##### Input material #####
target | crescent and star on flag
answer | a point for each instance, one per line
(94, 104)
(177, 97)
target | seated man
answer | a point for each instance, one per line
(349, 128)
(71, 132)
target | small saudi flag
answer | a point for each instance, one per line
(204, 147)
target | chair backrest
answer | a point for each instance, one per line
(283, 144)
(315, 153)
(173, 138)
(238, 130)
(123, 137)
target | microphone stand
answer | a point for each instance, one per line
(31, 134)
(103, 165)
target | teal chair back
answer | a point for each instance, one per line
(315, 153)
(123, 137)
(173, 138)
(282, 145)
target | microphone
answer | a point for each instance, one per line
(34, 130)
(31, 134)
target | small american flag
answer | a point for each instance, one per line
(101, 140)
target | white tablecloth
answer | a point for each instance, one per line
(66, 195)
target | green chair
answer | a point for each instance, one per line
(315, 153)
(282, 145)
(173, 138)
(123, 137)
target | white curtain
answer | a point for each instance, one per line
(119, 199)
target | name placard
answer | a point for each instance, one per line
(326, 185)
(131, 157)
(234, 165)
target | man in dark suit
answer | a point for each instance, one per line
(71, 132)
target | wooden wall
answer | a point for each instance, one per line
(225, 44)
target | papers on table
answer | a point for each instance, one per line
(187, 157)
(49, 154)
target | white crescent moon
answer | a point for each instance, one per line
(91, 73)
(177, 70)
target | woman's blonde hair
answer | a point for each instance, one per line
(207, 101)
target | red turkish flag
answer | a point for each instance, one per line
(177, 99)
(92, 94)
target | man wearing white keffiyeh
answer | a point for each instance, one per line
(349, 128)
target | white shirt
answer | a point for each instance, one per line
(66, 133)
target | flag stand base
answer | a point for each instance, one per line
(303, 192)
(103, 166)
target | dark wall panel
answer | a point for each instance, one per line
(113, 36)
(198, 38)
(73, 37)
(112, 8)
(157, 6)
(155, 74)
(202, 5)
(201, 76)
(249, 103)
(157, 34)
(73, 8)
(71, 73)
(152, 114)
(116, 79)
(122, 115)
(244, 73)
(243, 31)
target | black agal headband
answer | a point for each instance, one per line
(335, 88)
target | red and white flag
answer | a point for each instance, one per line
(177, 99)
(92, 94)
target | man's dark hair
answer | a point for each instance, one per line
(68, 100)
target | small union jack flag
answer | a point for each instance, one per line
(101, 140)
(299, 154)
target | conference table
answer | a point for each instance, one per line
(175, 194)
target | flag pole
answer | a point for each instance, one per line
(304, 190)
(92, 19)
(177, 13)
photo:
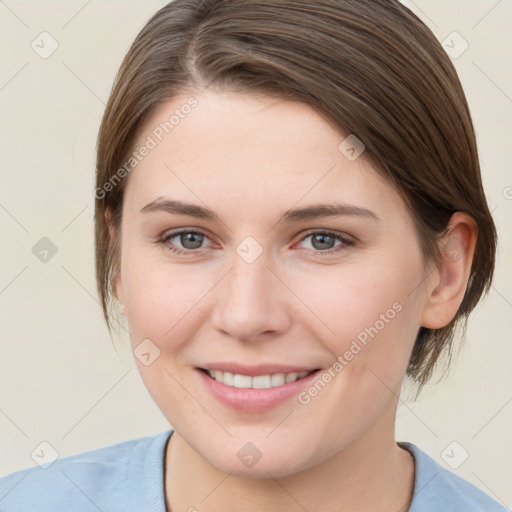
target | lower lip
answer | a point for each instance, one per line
(255, 400)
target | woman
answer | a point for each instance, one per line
(290, 211)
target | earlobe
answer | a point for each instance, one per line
(447, 284)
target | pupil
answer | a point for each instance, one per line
(194, 239)
(323, 239)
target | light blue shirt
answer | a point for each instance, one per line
(129, 477)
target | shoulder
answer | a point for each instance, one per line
(436, 488)
(108, 478)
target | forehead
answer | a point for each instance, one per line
(249, 148)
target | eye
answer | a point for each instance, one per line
(325, 241)
(183, 241)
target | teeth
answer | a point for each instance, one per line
(258, 382)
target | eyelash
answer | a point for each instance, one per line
(346, 242)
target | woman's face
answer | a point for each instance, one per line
(263, 281)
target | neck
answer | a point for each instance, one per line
(372, 473)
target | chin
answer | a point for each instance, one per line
(249, 461)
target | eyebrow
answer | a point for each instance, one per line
(293, 215)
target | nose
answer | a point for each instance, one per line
(251, 302)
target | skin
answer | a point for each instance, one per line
(250, 159)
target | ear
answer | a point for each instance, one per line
(117, 284)
(447, 284)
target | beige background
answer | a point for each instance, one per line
(62, 380)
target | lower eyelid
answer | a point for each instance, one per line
(345, 241)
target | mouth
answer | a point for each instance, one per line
(264, 381)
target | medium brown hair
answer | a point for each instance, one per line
(370, 66)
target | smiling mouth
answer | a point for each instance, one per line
(268, 381)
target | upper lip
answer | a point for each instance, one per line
(253, 370)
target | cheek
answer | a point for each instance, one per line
(162, 301)
(365, 313)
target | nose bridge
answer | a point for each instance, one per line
(250, 301)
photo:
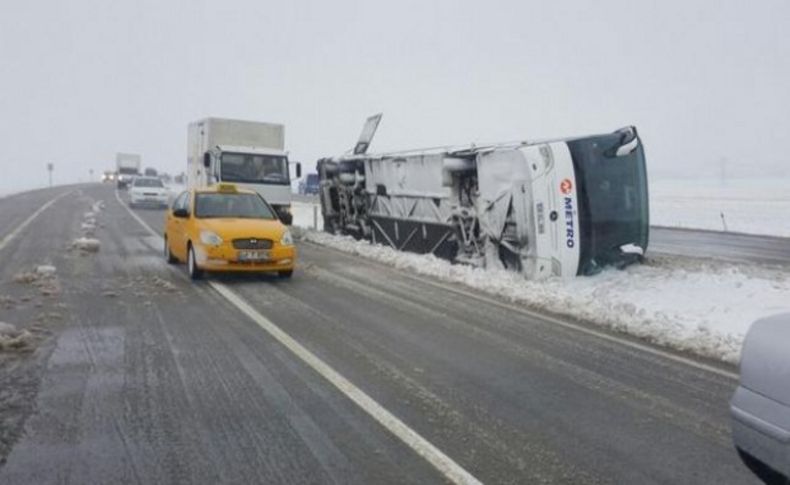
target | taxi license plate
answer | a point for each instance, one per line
(253, 256)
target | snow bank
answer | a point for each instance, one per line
(700, 307)
(13, 339)
(46, 270)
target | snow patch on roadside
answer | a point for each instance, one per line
(87, 244)
(13, 339)
(699, 307)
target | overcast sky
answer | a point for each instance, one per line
(702, 80)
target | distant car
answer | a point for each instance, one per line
(148, 191)
(309, 186)
(225, 228)
(760, 407)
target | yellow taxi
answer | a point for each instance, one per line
(225, 228)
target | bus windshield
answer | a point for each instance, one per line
(254, 169)
(613, 201)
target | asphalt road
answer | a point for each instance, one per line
(149, 378)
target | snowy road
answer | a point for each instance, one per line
(729, 246)
(145, 377)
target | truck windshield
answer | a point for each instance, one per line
(147, 182)
(254, 169)
(613, 202)
(233, 206)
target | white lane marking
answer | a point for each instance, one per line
(564, 323)
(446, 465)
(443, 463)
(7, 239)
(136, 217)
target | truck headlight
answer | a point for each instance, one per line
(210, 238)
(287, 239)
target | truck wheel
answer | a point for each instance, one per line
(195, 273)
(169, 254)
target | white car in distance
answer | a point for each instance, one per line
(149, 192)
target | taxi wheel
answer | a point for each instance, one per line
(194, 272)
(169, 254)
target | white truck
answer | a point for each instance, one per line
(562, 207)
(247, 153)
(128, 167)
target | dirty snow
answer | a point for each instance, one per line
(13, 339)
(87, 244)
(45, 270)
(700, 307)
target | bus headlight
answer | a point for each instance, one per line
(210, 238)
(287, 239)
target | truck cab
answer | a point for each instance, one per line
(248, 154)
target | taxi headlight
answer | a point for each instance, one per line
(210, 238)
(287, 239)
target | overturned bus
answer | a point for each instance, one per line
(561, 207)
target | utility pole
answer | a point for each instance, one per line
(723, 170)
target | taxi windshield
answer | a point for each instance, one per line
(232, 206)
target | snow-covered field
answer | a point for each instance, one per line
(756, 206)
(700, 307)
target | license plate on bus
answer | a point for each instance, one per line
(253, 256)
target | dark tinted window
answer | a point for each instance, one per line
(613, 203)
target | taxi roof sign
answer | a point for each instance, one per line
(227, 188)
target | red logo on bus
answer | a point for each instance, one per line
(566, 186)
#####
What to do
Start from the line that holds "target | utility pole" and print each line to the end of the records exactly, leaving out everything before it.

Solution to this exercise
target | utility pole
answer | a point for each instance, one per line
(723, 170)
target | taxi windshield
answer | a point for each instance, one per line
(232, 206)
target | snow-covered field
answer | a point for each instance, one per line
(756, 206)
(700, 307)
target | license plate on bus
answer | a point for each instance, one per line
(253, 256)
target | dark tinted window
answer | a point for each instance, one per line
(613, 203)
target | taxi roof sign
answer | a point for each instance, one per line
(227, 188)
target | red logo on bus
answer | a point for each instance, one per line
(566, 186)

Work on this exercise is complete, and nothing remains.